◆ INSTRUCTION A: In the text about Zendstation Smilde, where did the pilot of the F-100 Super Sabre make an emergency landing?
◆ INSTRUCTION B: Reproduce word for word the passage of the Zendstation Smilde text that opens with the words containing "In September 2007" and closes with "is 303 metres.".

Zendstation Smilde, also known as the CJ2 Data tower (Dutch: CJ2 Datatoren) is a tall partially guyed tower in Hoogersmilde, the Netherlands, built in 1959, for directional radio services and TV and FM-transmissions. The structure is similar to the Gerbrandy Tower (IJsselstein), and consists of an 80-metre-high reinforced concrete tower and, until a fire on 15 July 2011, had a guyed tubular mast mounted on top. When first built, the tower, including the mast, was 270 metres high. The addition of a further section (analog TV - UHF antenna) to the mast increased its total height to 303.5 m (996 ft).
In September 2007 the analog TV - UHF antenna was removed and replaced by a new UHF antenna for DVB-T, reducing the tower's height to 294 m (965 ft). After rebuilding the collapsed tower in 2012, the new height is 303 metres.

Owner 
Originally the mast was built by the state company for Post and Telephony (Koninklijke KPN N.V.) but due to privatisation this has changed. Several masts in The Netherlands, including above mentioned Gerbrandy Tower, have a complex ownership structure:

 The 82 m high concrete tower is owned by Alticom BV
 The steel mast on top of the concrete tower is owned by NOVEC BV, a 100% daughter of TenneT BV, which is itself 100% state-owned
 The grounds on which the mast is located is owned by KPN, except for a ring of 3 m around the base of the tower which is owned by Alticom.

Aircraft incident 
On 14 August 1968 a US Air Force plane, an F-100 Super Sabre, from the Lakenheath Air Force Base in England was involved in an accident in heavy low clouds where the tip of a wing hit and broke one of the guy-wires of the tower, causing the upper section of the tower to bend. The pilot made an emergency landing at Soesterberg Royal Netherlands Air Force Base with considerable damage to the right wing.

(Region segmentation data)
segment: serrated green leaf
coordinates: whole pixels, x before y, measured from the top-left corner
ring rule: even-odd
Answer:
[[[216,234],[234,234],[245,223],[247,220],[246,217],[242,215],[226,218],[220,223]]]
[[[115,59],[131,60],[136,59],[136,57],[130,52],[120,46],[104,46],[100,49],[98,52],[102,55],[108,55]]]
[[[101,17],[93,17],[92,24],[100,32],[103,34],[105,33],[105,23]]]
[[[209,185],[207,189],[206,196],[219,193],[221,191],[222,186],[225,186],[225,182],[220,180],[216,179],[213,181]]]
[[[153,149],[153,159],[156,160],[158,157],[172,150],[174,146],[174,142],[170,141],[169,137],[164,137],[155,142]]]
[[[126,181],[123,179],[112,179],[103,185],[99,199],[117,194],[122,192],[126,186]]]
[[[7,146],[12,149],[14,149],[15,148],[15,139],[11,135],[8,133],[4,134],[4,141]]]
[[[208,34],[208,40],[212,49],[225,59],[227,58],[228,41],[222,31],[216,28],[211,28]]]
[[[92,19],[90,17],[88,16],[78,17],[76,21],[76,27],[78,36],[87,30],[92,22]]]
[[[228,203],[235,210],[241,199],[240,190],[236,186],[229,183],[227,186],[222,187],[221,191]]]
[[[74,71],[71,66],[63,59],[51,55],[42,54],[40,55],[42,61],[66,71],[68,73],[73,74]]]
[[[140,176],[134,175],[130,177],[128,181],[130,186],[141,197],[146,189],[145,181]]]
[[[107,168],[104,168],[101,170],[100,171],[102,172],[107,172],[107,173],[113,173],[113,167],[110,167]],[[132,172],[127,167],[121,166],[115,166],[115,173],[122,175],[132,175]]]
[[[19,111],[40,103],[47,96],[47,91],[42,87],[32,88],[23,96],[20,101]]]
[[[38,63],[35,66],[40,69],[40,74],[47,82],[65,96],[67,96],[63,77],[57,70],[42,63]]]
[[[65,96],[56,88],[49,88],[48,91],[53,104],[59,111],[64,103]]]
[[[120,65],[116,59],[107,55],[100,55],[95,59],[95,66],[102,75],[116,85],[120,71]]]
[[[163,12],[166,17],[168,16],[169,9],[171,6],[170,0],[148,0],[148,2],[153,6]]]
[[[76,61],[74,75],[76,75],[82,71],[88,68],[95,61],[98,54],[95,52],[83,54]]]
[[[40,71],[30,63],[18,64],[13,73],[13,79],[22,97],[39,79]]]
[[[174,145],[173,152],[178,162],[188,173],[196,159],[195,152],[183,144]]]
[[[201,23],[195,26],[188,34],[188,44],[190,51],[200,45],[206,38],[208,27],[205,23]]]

◆ WORKED ANSWER A: At Soesterberg Royal Netherlands Air Force Base.

◆ WORKED ANSWER B:
In September 2007 the analog TV - UHF antenna was removed and replaced by a new UHF antenna for DVB-T, reducing the tower's height to 294 m (965 ft). After rebuilding the collapsed tower in 2012, the new height is 303 metres.